__Exercise description__.
Please copy out all the records below with their requests, shifting every x and y coordinate in the answers by -126. Leave the pictures out.

--- Input for this task ---

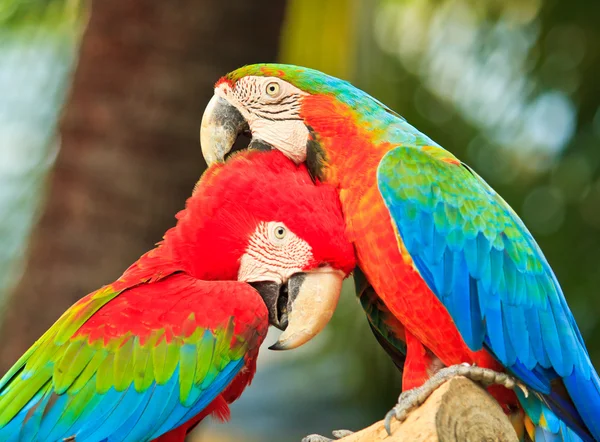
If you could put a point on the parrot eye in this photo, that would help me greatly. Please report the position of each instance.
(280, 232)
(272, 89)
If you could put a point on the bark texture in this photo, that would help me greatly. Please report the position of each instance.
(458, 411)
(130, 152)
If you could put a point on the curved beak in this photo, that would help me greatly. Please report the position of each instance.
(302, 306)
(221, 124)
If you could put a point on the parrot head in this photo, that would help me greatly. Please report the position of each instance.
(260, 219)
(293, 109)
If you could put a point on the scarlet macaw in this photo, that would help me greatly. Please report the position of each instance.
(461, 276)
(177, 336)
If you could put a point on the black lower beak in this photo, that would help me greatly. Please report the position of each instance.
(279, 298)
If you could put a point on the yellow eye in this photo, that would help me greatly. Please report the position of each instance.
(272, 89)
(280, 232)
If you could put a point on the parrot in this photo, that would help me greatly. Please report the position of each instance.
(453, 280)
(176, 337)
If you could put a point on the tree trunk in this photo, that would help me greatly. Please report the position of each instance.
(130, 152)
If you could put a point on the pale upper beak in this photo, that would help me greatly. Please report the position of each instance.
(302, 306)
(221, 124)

---

__Solution for this problem__.
If you could put a point on the parrot eye in this photo, that would help me greatly. Please report the position of each instance.
(154, 106)
(146, -37)
If you could put a point on the bark texture in this photo, that would help me greatly. Please report the position of each instance.
(332, 285)
(4, 26)
If you could put a point on the curved beak in this photo, that would help me greatly. Please report the position of each instance.
(176, 180)
(95, -2)
If you could put a point on the parrot head in this photo, that would help me greatly. Please report the position of each instance.
(134, 93)
(167, -17)
If you could put a point on the scarlet macaw in this photo, that would help me greatly. Please report the position of each instance.
(335, 150)
(51, 210)
If you could put a point on the black lower beak in this photo, that would help me greatly. Please report the position of each instance.
(153, 172)
If you could put a point on the yellow eye in this photo, that would help me greatly. Please report the position of each instance.
(146, -37)
(154, 106)
If you could put a point on the parrot in this photo, that would help me greatly. Please report the position of each instance.
(327, 154)
(50, 211)
If you could put a point on the tree trunk in this photo, that would help me greatly. Please report the position of each instance.
(4, 26)
If you could put a point on the pale upper beak in this photo, that would help me greatly. Please report the position of each instance.
(176, 180)
(95, -2)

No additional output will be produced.